▶ [WHAT YOU ARE ASKED TO DO] Your answer should consist of each line from the data below that contains "candlestick".

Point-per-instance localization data
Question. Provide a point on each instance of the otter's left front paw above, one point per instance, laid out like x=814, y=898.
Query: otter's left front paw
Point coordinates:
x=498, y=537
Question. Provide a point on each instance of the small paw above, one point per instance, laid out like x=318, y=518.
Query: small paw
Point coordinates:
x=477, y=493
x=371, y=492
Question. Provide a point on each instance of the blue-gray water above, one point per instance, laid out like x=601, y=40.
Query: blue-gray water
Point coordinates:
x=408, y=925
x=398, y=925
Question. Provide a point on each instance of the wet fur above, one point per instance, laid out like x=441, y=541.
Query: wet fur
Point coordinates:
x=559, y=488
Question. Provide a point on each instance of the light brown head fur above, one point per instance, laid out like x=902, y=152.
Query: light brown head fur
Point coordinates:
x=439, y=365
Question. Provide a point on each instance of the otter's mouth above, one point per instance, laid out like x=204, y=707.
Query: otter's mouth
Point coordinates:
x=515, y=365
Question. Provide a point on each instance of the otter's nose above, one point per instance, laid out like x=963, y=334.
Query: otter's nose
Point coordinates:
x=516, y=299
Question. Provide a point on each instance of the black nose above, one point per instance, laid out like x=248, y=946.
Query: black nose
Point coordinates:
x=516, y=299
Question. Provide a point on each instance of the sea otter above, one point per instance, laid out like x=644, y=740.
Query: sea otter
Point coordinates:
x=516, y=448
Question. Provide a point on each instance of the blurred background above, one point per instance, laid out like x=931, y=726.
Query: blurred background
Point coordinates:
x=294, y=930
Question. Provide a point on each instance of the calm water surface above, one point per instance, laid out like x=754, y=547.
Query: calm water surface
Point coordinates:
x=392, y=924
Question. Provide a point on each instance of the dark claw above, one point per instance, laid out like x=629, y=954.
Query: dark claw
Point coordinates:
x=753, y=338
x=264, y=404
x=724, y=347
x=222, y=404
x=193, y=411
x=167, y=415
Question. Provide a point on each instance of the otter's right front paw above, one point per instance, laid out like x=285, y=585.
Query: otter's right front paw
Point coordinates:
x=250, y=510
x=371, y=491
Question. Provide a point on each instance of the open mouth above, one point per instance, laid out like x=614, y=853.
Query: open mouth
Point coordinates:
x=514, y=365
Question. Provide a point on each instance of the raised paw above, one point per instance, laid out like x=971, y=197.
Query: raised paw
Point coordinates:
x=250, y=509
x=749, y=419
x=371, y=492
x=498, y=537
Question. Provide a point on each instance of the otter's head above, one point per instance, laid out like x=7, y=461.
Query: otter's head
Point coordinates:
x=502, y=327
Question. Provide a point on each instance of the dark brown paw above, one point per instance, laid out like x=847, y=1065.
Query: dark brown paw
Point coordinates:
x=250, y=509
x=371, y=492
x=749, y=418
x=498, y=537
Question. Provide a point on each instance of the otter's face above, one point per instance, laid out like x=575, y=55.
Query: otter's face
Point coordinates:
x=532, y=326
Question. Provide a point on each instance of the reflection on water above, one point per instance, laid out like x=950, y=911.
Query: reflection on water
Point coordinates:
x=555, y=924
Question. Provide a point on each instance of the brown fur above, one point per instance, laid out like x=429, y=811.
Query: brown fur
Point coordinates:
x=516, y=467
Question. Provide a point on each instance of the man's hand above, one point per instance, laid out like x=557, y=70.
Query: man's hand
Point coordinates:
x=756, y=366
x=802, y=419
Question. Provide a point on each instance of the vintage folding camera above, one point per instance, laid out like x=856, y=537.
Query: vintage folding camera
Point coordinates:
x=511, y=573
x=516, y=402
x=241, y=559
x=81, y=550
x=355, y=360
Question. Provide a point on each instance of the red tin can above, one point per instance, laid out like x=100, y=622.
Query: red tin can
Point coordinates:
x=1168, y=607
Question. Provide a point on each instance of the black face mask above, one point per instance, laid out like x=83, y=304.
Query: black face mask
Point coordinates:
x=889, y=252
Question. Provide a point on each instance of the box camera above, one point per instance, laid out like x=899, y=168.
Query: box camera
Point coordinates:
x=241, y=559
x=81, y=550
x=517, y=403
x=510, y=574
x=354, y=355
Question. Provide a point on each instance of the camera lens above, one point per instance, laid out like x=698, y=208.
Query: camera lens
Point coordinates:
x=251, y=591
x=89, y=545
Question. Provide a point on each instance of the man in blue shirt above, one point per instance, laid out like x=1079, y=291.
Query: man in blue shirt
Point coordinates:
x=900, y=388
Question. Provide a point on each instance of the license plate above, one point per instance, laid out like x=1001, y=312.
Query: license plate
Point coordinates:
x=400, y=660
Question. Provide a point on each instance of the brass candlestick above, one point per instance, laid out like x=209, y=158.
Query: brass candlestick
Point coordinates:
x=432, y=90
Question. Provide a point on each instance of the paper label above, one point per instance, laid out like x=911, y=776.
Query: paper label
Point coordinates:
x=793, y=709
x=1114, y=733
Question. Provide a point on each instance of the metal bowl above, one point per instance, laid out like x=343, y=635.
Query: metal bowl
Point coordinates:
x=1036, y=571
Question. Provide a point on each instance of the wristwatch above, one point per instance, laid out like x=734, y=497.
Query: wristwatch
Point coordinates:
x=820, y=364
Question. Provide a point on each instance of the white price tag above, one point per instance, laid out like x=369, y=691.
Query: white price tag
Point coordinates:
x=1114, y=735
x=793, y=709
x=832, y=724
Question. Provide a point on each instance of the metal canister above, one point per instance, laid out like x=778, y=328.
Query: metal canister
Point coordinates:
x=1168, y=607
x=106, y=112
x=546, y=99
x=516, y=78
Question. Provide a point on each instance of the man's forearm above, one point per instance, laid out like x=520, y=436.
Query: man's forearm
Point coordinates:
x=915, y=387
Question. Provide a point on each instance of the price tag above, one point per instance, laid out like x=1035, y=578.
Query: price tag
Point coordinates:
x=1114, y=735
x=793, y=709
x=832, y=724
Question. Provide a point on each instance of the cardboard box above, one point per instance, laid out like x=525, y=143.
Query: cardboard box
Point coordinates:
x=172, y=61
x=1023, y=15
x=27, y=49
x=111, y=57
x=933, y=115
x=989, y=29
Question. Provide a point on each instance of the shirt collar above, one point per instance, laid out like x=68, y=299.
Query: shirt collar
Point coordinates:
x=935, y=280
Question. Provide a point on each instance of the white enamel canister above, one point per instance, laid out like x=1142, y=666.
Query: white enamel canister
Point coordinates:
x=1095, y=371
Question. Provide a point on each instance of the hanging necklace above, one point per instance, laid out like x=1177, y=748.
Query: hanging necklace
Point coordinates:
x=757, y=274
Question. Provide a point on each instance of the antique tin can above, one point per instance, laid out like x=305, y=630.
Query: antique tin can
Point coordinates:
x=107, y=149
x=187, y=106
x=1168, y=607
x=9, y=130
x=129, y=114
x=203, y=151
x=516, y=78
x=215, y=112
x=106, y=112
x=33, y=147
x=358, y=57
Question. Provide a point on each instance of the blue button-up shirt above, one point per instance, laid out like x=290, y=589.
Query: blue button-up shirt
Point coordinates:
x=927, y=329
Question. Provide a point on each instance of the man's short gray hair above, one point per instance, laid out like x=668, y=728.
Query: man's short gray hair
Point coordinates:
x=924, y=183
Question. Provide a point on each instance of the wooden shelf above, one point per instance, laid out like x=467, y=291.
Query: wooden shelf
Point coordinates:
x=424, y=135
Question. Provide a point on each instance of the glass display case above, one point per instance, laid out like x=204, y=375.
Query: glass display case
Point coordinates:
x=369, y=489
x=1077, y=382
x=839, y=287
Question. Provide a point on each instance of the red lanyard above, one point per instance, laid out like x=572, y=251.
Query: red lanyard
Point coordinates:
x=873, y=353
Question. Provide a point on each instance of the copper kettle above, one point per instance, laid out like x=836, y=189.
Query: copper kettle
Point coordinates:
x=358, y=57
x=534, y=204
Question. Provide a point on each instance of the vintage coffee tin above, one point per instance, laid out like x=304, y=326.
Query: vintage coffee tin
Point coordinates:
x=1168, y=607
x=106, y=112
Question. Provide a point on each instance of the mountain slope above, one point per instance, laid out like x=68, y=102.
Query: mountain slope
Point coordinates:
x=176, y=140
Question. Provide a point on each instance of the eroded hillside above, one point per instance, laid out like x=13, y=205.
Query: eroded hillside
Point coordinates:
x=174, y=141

▶ [ANSWER]
Question. Provide a point on each instance of the brass candlestick above, one point per instance, laid out like x=209, y=158.
Query: brass candlestick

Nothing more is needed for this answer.